··· AVAILABLE RECORDS

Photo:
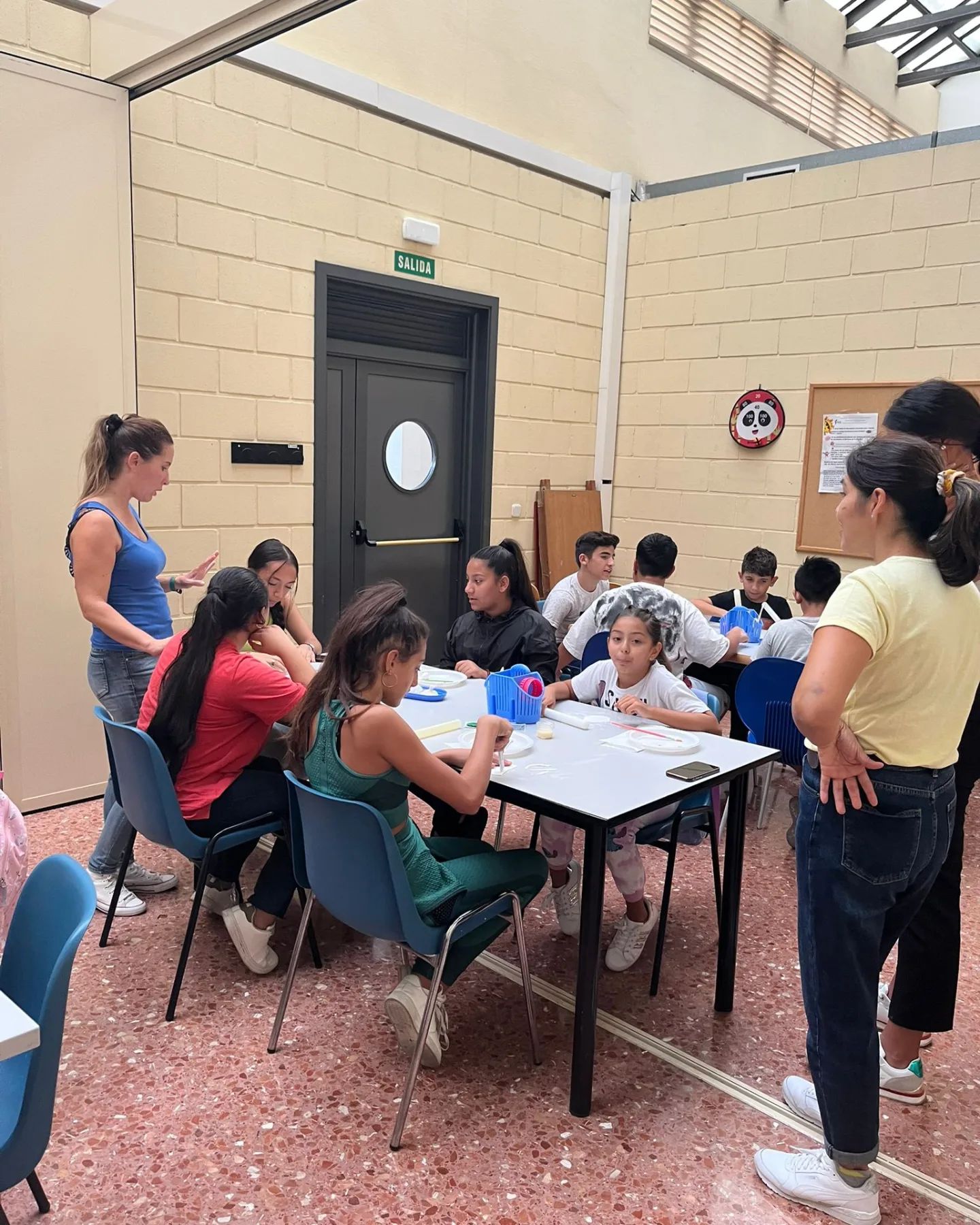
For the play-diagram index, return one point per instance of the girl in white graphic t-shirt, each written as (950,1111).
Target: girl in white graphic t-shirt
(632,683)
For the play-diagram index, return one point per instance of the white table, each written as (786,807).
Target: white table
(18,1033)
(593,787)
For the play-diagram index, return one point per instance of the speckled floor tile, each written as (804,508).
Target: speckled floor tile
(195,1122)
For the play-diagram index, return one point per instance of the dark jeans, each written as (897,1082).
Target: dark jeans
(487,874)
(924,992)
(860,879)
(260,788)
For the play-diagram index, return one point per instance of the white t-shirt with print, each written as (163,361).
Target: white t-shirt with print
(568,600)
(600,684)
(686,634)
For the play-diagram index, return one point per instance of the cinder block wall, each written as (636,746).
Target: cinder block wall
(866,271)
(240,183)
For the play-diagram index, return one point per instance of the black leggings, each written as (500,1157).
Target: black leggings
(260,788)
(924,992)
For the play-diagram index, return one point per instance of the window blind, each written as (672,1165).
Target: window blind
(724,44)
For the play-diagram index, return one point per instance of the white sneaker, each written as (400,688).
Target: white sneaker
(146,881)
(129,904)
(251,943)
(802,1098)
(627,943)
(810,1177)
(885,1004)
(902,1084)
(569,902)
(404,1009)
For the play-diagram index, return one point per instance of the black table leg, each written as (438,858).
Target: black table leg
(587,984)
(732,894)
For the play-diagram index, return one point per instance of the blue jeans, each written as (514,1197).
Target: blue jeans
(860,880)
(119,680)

······
··· AVAILABLE RECORDS

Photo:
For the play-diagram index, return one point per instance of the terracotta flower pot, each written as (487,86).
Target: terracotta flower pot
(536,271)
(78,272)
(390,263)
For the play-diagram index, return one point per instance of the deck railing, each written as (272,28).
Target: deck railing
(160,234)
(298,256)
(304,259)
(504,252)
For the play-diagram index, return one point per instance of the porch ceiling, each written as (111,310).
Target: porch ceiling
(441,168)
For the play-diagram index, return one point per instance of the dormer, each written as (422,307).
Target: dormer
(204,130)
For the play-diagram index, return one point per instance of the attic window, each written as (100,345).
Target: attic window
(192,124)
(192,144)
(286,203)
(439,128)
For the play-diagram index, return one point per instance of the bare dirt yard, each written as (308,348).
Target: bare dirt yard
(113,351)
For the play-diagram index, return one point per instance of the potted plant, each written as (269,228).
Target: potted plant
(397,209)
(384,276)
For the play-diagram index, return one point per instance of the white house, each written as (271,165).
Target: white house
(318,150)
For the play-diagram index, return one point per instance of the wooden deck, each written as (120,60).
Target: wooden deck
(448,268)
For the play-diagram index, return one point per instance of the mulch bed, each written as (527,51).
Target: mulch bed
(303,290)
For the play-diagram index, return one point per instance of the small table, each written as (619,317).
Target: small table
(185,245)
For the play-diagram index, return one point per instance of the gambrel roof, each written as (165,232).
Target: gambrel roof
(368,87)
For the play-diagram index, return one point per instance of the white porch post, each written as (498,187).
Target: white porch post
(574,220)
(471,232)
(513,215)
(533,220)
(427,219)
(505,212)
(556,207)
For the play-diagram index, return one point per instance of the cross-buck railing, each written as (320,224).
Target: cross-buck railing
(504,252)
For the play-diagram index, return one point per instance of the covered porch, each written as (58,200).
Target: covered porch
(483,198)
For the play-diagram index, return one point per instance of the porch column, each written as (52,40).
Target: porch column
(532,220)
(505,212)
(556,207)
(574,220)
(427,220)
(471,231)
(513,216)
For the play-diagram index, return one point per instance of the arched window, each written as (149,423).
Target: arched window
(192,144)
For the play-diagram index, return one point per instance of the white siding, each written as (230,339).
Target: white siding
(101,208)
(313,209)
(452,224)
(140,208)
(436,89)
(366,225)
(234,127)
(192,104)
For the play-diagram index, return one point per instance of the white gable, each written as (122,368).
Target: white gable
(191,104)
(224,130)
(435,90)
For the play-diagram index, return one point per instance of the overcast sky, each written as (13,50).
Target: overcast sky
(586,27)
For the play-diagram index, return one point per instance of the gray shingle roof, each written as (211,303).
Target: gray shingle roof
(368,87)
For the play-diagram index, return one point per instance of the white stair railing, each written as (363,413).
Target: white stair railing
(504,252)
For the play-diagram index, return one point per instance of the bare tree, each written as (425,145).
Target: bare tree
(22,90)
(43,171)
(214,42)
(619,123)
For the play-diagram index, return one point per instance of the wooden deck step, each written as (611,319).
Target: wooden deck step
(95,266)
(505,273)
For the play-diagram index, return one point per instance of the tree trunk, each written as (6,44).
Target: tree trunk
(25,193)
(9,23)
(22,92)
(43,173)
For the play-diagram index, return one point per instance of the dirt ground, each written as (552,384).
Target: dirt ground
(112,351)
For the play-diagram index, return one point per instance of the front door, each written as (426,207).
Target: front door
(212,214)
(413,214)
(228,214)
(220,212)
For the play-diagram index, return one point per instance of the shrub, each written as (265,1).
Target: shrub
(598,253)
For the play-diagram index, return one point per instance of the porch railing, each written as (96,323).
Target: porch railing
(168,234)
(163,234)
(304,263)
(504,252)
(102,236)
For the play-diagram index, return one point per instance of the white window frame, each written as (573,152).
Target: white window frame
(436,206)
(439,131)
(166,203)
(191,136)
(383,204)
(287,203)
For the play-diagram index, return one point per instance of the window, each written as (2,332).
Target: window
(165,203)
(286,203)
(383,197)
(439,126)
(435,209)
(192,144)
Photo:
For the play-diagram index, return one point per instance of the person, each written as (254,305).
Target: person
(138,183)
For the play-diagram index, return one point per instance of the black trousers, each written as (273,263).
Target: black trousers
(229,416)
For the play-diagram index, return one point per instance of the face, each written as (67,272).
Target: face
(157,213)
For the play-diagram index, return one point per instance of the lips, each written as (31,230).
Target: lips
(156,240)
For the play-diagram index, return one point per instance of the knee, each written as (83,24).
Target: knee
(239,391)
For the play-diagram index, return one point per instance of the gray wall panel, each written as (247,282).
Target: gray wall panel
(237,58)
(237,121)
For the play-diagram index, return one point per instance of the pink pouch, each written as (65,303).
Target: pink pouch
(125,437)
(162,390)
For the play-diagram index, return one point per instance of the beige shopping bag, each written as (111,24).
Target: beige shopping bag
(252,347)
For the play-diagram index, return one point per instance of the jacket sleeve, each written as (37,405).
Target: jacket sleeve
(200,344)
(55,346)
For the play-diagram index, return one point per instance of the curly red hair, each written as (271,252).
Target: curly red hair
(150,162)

······

Repeat, word for word, the lines above between the line holding "written as (950,1111)." and the line holding "written as (636,746).", inclusive; omit everything else.

For the play-diagram index, return one point per instance of the girl in white graphic t-shirt, each written as (950,1111).
Target: girl in white graphic t-shirt
(632,683)
For the play-diagram index, return one point per instance of the white table, each written as (786,807).
Target: white table
(18,1033)
(593,787)
For the play-diagram index, return one point per instance of the speckled floor tile, each written as (804,508).
Target: speckled floor tile
(195,1122)
For the play-diagram index, return one point per instance of the dark jeans, each written as (897,1082).
Target: dark jeans
(487,874)
(924,992)
(860,879)
(260,788)
For the play-diagram index, return one point per instance of the white t-shirt with print, each written as (163,361).
Target: white t-shirt with print
(568,600)
(600,684)
(686,634)
For the play-diagram index, return one point per instance of the cinder block wall, each written as (636,746).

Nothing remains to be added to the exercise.